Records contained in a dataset
========================================

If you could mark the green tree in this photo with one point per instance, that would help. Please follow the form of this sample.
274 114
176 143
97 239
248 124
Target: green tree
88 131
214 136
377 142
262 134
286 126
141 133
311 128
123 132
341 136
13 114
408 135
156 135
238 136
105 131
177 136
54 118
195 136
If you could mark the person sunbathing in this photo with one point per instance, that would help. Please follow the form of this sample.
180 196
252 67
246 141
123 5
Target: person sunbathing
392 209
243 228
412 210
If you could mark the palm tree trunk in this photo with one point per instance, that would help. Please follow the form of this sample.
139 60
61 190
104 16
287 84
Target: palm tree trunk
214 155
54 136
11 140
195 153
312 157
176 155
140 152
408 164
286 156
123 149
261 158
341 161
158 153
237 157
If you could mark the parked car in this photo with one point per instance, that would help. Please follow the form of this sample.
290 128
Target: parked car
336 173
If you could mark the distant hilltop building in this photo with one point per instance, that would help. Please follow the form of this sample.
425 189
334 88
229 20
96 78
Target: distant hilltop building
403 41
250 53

========================================

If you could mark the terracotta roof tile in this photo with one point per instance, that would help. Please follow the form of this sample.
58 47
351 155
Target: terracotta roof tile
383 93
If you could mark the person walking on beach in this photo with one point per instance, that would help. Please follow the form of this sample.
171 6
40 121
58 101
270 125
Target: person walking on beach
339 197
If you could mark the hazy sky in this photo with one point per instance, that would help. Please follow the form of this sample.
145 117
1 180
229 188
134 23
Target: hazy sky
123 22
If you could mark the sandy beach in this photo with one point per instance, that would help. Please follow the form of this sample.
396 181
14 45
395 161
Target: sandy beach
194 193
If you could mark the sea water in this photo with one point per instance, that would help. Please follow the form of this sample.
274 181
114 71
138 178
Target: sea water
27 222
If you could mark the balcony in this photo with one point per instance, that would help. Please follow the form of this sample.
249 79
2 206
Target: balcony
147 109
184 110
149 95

========================================

From the data above, output exactly the lines between the one containing "If you could mark the green" and the one containing "If you could mark the person sunbathing", counting both of them.

If you could mark the green tree in this photo with one point per instance, that would help. Please follow the form of this sample.
274 114
176 143
97 239
248 124
Target: green tree
88 131
214 136
377 142
262 134
286 126
141 133
311 128
123 132
341 136
13 114
408 135
156 135
238 136
105 131
177 136
54 118
195 136
If you could mark the person sunbathing in this photo with one point per instance, that would help. Please follow the form of this sample.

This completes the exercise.